((

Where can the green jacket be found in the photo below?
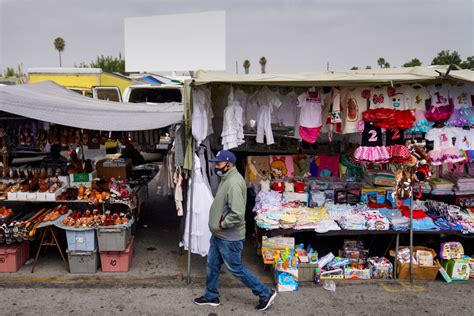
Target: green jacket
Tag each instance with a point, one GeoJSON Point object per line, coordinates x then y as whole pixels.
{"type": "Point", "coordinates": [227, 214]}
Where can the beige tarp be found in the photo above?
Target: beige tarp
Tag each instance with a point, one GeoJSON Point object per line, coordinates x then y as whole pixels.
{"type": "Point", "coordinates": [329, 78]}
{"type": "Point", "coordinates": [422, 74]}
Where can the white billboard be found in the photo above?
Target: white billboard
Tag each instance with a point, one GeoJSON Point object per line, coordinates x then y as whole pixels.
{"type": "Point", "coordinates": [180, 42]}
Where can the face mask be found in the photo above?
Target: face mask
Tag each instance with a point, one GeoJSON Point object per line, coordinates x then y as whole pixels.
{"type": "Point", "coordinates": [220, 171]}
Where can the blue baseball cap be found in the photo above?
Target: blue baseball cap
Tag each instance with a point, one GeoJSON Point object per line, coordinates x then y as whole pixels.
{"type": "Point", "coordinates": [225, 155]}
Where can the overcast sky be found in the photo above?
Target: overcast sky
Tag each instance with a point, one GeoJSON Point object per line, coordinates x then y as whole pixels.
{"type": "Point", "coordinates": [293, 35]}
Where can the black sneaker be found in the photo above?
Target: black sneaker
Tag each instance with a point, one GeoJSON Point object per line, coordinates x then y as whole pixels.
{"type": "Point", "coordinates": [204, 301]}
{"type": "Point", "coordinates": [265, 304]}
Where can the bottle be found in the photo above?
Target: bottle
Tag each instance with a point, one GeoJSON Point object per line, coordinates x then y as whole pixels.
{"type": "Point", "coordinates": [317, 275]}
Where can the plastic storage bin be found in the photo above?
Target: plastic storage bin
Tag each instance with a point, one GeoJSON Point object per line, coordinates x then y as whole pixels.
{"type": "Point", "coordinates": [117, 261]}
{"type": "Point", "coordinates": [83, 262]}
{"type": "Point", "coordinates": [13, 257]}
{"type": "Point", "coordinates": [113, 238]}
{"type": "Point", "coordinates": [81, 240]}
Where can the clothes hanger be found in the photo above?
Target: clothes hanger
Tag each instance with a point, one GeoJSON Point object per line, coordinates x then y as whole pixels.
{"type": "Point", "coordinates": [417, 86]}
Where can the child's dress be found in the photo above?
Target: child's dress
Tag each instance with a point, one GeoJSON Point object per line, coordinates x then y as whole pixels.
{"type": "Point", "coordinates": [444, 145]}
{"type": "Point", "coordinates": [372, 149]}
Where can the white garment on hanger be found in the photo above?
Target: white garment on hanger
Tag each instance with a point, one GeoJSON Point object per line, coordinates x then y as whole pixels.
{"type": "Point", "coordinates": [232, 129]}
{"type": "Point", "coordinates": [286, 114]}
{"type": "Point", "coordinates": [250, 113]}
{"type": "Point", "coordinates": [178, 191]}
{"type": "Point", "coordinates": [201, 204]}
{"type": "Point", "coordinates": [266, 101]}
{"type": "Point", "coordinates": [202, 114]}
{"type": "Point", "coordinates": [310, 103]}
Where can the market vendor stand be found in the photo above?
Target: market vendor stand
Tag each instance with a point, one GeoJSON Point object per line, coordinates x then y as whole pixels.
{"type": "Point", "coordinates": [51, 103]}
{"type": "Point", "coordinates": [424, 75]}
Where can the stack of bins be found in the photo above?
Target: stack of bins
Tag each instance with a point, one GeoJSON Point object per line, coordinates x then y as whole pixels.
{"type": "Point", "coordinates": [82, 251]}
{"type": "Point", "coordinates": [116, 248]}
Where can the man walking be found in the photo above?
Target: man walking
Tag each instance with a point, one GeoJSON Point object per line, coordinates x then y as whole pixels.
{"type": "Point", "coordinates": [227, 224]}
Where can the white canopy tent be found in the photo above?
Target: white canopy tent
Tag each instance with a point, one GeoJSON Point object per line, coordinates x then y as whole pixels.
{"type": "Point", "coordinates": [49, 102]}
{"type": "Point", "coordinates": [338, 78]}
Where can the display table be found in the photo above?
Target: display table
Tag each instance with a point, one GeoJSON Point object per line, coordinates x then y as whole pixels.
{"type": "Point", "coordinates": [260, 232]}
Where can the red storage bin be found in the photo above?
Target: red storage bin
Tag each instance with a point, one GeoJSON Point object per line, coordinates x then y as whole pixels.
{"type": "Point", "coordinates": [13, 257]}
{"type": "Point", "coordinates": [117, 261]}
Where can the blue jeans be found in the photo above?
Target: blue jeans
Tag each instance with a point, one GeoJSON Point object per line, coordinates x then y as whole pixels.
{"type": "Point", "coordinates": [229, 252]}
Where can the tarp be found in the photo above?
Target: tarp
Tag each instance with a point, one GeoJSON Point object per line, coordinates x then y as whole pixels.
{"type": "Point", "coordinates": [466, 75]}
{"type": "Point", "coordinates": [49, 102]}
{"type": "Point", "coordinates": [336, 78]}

))

**What to produce:**
Write the records above out again exactly, with no pictures in your copy.

**Output below:**
Where can the green jacket be found in the photo below?
Target: green jacket
Tag each instance with a point, one GeoJSON Point object per line, coordinates x then y as whole pixels.
{"type": "Point", "coordinates": [227, 214]}
Where can the beige tarp be found in the photo above?
Target: beige tarp
Tag each instance with a point, one GeoJSON Point object per line, coordinates x then y as whole pixels.
{"type": "Point", "coordinates": [329, 78]}
{"type": "Point", "coordinates": [422, 74]}
Where can the white billboard be found in the photo above?
Target: white billboard
Tag each instance with a point, one GeoJSON Point object per line, coordinates x then y as whole pixels.
{"type": "Point", "coordinates": [180, 42]}
Where can the face mask be found in the photo above?
Target: face mask
Tag each instance with a point, one GeoJSON Point object per line, coordinates x then y as whole pixels.
{"type": "Point", "coordinates": [220, 171]}
Where can the blue baseball cap be found in the photo above?
Target: blue baseball cap
Tag each instance with a point, one GeoJSON Point object per line, coordinates x then y as whole pixels.
{"type": "Point", "coordinates": [225, 155]}
Where can the overcast sky be found in the photo above?
Target: overcast sky
Tag each instance with a point, one GeoJSON Point object per line, coordinates x then y as whole pixels.
{"type": "Point", "coordinates": [293, 35]}
Where can the black sneaker be found in the photo above?
Target: black sneaker
Tag each instance with a point, one GeoJSON Point object per line, coordinates x then y as whole pixels.
{"type": "Point", "coordinates": [204, 301]}
{"type": "Point", "coordinates": [265, 304]}
Where can the bottle be found in the photo above?
Target: bottle
Tag each instance with a point, one GeoJSON Point object per line, coordinates x then y as whole pixels.
{"type": "Point", "coordinates": [317, 275]}
Where can the plastic storage bin be found in the photo above?
Target: plastic storage bin
Tag each instance with a point, one GeoJSON Point object per line, coordinates x then y as whole pixels.
{"type": "Point", "coordinates": [117, 261]}
{"type": "Point", "coordinates": [83, 262]}
{"type": "Point", "coordinates": [13, 257]}
{"type": "Point", "coordinates": [113, 238]}
{"type": "Point", "coordinates": [81, 240]}
Where can the clothes hanger be found in the photo above?
Target: clothes hanger
Tag each instance with a point, one GeoJSON Point object per line, coordinates x then y as whole pixels.
{"type": "Point", "coordinates": [417, 86]}
Where can the child's dress be found in the photo above?
Target: child's dress
Tag each instance with a point, one GeoJSON Point object per line, coordinates x then y as whole pixels.
{"type": "Point", "coordinates": [444, 145]}
{"type": "Point", "coordinates": [372, 149]}
Where can the white garment on hanger be found in the photo above?
Target: white garment on hanger
Tag each instance with a point, one GeoJSON Point object per line, coordinates x then y as whole pixels.
{"type": "Point", "coordinates": [232, 129]}
{"type": "Point", "coordinates": [286, 114]}
{"type": "Point", "coordinates": [250, 113]}
{"type": "Point", "coordinates": [178, 191]}
{"type": "Point", "coordinates": [201, 204]}
{"type": "Point", "coordinates": [266, 101]}
{"type": "Point", "coordinates": [202, 114]}
{"type": "Point", "coordinates": [310, 103]}
Where can the market vendor stand be found in the photo above?
Target: market vendor stand
Tag each instance with a point, one GeoJSON Point object per line, coordinates x then y as whole pixels.
{"type": "Point", "coordinates": [51, 103]}
{"type": "Point", "coordinates": [424, 75]}
Where can the stack of bins be found in the photo above?
Target: stack of bins
Tag each instance with a point, one GeoJSON Point object per line, coordinates x then y as whole pixels.
{"type": "Point", "coordinates": [82, 251]}
{"type": "Point", "coordinates": [116, 248]}
Where can the man walking be found in the photo above?
Target: man walking
Tag each instance with a point, one GeoJSON Point object per line, coordinates x then y as whole pixels.
{"type": "Point", "coordinates": [227, 224]}
Where can the white canopy tent be found in the photo above?
Target: white canopy tent
Tag each instance with a point, one GeoJSON Point object per line, coordinates x then y as whole pixels.
{"type": "Point", "coordinates": [49, 102]}
{"type": "Point", "coordinates": [338, 78]}
Where can the display table be found in the photo above?
Target: display table
Tag each instance with a point, one GeoJSON Point object per line, coordinates x then y as whole pixels.
{"type": "Point", "coordinates": [260, 232]}
Where can the red storage bin be found in the photo above?
Target: red storage bin
Tag each instance with a point, one GeoJSON Point object per line, coordinates x then y as whole pixels.
{"type": "Point", "coordinates": [13, 257]}
{"type": "Point", "coordinates": [117, 261]}
Where can the blue jeans be found in the photo above?
Target: blue jeans
Tag each instance with a point, one GeoJSON Point object per line, coordinates x then y as whole pixels.
{"type": "Point", "coordinates": [229, 252]}
Where can the tarp be found in the photo above?
Target: tarp
Tag each instance with a point, one GeoJSON Point object per line, coordinates x then y as whole pixels.
{"type": "Point", "coordinates": [466, 75]}
{"type": "Point", "coordinates": [49, 102]}
{"type": "Point", "coordinates": [336, 78]}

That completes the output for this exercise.